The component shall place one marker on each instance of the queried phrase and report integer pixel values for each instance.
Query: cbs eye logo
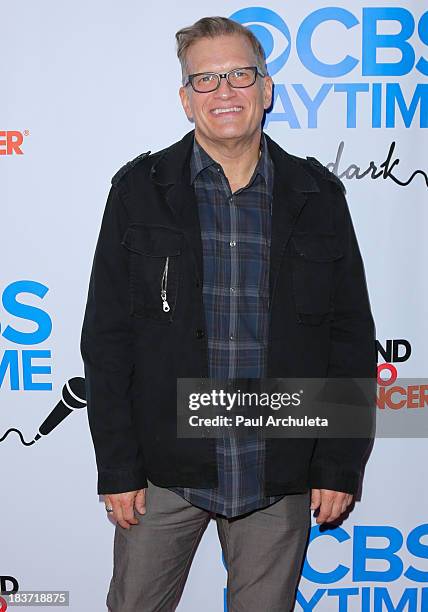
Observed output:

• • • •

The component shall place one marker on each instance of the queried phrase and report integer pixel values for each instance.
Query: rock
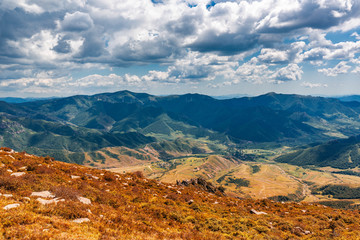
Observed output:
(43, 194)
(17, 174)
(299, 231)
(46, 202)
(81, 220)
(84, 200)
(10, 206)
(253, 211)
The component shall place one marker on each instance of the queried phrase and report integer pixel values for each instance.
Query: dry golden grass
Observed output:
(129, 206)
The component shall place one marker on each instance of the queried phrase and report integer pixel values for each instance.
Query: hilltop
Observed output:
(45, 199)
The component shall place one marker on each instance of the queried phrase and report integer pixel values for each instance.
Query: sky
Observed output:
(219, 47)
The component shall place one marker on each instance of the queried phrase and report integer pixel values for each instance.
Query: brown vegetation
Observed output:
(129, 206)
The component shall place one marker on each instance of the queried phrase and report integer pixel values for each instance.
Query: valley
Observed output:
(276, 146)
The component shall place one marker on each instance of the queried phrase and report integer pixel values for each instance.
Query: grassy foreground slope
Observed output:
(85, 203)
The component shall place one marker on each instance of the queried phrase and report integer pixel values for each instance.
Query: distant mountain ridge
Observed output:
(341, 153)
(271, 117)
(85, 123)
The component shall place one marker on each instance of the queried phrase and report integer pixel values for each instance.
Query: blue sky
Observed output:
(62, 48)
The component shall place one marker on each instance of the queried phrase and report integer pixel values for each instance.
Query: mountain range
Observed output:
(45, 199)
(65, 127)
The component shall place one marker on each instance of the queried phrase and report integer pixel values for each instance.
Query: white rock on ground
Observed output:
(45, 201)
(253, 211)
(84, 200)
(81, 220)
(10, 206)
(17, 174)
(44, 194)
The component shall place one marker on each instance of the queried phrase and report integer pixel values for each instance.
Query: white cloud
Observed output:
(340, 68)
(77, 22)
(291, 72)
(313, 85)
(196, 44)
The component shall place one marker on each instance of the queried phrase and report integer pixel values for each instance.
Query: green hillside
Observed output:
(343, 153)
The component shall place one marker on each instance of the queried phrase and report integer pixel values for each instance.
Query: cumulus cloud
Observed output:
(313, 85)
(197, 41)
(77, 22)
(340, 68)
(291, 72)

• • • •

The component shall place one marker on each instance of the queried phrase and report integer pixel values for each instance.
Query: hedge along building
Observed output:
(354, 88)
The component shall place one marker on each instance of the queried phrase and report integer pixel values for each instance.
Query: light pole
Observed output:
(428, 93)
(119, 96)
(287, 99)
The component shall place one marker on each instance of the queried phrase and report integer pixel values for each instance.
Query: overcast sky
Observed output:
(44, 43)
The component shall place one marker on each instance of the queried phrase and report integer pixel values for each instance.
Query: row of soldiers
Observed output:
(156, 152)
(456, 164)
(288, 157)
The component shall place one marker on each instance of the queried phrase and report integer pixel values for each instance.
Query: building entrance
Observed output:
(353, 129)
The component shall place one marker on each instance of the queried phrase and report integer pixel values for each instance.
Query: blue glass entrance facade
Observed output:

• • • •

### Exercise details:
Show each line in the entries above that contains the string "blue". Only matches with the same capitalization count.

### Problem solution:
Query: blue sky
Query: blue glass entrance facade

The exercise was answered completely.